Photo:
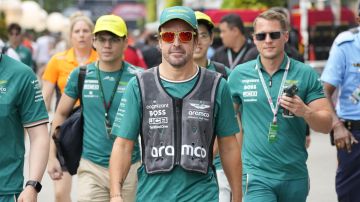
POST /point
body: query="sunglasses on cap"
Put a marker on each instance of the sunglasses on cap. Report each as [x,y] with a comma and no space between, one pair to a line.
[273,35]
[184,36]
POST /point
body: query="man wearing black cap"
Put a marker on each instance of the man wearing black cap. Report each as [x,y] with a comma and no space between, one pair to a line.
[342,72]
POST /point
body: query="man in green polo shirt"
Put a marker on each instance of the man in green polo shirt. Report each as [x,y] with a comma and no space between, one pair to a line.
[21,106]
[104,85]
[273,151]
[178,109]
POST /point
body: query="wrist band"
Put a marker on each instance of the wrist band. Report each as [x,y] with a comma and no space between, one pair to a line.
[115,195]
[336,124]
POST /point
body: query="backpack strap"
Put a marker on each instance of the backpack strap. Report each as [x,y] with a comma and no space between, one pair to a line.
[81,79]
[219,67]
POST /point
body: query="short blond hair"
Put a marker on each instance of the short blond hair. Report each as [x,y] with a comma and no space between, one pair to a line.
• • •
◆ SHORT TASK: Swap every "instance" in the data above for "occurrence" and write the data out again with nothing else changed. Leave the pictures out of your answer.

◆ THE REPLY:
Photo:
POST /point
body: query="sunglasses on cap"
Put a marker on each occurrence of the sunglasses on cap. Report each as [x,y] with a comma and no space between, one pair to a line.
[273,35]
[184,36]
POST /point
body: query="man wearing black cap"
Put a marker on each occurrence of the man wearing black cap. Report each as [x,y] with a comma and no space between, one pair to a line.
[342,72]
POST /point
body: query="man in green polo shirt"
Put a marker on each occurrence of the man in green polo shirt. Report each as [x,y] with a comma and no space between, one pair to a line.
[21,106]
[104,85]
[273,151]
[178,109]
POST /point
body: query="wrist band"
Put a marker on each occurrence of the wrist band. Report each as [x,y] with a comma and no space between, one pair to a line.
[115,195]
[336,124]
POST /point
body: query="backpack strap"
Put a marker on each occurrence of the backpack strap. Report each as [x,y] with a comma and no space between, one pair to a line.
[81,79]
[219,67]
POST /point
body: query="short blond hair"
Put a marker on each occurrence of the short blond hair. Report each as [x,y] with a comma and no space between, one pair to a line.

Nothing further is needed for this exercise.